:: Stored items from a collection ::
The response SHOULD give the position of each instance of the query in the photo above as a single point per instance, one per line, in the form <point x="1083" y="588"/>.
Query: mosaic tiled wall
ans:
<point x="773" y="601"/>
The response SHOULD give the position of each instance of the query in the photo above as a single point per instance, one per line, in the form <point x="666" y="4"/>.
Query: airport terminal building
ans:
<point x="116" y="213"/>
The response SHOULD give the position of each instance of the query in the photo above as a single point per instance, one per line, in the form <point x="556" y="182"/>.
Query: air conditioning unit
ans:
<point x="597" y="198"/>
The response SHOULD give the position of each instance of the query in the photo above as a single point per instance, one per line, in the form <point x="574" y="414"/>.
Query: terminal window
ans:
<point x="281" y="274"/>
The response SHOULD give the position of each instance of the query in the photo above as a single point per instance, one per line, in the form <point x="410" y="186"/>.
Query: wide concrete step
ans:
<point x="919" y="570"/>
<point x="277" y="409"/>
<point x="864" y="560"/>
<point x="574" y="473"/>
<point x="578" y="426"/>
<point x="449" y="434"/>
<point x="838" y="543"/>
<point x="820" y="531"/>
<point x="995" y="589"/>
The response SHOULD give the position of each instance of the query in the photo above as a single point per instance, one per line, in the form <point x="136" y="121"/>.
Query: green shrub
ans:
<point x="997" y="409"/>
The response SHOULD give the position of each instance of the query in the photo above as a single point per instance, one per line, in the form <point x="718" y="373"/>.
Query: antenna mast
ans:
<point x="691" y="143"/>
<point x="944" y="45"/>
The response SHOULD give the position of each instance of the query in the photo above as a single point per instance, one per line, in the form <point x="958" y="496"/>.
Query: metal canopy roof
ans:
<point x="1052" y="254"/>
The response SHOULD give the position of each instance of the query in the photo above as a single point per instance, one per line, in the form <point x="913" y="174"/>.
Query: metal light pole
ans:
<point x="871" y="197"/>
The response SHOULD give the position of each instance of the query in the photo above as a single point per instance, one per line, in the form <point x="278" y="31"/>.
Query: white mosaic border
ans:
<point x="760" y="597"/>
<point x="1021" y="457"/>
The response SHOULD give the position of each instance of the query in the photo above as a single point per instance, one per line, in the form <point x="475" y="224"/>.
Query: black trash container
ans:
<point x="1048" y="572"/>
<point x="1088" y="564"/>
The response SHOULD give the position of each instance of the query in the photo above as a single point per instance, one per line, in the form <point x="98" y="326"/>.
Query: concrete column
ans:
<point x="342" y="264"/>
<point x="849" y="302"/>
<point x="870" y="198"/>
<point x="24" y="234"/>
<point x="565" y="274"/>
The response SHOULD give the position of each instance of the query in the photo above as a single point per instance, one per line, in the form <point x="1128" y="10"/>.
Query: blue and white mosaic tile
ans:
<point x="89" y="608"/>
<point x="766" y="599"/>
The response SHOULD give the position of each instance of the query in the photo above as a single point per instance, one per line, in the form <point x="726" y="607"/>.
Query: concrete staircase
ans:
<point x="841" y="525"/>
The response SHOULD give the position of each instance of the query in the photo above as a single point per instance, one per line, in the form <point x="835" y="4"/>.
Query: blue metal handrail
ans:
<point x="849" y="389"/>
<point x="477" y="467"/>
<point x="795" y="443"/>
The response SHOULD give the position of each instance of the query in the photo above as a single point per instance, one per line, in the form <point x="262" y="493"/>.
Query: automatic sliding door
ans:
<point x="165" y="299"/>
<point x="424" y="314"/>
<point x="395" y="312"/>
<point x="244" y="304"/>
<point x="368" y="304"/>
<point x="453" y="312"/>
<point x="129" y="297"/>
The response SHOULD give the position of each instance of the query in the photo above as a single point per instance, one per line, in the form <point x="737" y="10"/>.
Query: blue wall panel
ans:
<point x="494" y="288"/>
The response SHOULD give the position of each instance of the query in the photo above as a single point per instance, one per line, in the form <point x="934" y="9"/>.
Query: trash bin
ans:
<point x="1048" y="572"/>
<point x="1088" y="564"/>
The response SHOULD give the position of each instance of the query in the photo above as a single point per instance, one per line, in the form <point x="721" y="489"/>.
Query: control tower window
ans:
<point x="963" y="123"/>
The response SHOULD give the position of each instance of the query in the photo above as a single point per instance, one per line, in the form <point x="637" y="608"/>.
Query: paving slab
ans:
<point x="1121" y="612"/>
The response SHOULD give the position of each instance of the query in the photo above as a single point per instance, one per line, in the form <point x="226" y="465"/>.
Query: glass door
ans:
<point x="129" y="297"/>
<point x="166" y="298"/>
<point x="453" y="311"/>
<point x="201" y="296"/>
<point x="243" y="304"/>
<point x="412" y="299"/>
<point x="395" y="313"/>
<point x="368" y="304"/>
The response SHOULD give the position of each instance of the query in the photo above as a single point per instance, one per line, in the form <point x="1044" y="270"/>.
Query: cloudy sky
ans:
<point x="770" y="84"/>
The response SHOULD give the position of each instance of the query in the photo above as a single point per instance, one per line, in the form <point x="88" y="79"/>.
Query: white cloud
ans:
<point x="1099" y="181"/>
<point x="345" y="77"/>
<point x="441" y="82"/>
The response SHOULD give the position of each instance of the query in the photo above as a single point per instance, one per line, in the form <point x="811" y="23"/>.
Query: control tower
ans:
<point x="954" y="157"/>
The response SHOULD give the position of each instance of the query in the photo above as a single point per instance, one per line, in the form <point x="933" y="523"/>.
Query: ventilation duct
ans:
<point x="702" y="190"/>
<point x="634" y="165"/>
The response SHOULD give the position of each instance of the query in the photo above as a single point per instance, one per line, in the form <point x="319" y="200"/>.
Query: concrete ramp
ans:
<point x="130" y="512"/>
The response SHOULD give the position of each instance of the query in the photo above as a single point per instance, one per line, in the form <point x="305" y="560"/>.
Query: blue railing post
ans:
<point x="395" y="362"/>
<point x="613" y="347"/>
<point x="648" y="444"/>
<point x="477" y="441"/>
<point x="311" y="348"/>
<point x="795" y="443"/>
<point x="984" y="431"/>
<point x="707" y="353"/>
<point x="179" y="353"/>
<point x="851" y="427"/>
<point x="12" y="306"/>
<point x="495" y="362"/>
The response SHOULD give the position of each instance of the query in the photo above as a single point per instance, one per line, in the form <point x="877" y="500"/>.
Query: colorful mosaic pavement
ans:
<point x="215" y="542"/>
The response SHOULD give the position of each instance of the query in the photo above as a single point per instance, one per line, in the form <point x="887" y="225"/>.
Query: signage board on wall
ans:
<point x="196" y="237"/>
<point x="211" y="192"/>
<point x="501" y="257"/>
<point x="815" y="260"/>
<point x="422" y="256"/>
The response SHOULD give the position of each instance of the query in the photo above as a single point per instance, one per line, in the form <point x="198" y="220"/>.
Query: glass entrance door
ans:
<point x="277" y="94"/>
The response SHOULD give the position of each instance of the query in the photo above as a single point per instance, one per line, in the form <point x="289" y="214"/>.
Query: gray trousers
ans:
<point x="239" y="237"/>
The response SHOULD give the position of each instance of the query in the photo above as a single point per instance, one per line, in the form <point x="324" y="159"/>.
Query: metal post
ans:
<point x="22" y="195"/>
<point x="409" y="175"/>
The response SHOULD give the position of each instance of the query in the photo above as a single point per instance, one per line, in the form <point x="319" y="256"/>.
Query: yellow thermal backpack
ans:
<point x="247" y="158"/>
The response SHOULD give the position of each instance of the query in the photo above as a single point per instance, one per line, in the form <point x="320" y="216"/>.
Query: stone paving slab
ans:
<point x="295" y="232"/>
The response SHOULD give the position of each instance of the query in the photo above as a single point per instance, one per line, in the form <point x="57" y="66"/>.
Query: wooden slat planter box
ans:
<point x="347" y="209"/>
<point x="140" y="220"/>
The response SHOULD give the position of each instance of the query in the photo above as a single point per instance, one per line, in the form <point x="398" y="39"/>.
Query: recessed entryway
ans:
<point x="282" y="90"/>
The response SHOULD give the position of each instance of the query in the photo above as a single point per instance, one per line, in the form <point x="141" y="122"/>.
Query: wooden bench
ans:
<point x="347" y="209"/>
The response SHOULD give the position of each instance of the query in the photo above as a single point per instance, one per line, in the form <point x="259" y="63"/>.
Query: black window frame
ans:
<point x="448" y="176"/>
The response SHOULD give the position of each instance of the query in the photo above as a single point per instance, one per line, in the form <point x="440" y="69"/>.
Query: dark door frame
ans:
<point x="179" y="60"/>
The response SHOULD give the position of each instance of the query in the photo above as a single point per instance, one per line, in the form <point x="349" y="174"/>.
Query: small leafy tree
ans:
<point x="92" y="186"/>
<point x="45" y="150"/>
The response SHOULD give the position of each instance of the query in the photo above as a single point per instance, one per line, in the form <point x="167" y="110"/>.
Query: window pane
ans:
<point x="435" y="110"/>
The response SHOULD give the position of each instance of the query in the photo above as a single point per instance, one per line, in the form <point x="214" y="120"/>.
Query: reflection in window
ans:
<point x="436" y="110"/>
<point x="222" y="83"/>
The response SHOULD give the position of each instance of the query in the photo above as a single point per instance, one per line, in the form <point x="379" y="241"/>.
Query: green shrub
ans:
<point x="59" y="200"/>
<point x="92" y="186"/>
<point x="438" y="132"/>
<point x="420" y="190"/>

:: REQUIREMENTS ::
Count how many lines in the items above contain the word "window", and reply with only that number.

:: TASK SOLUTION ::
5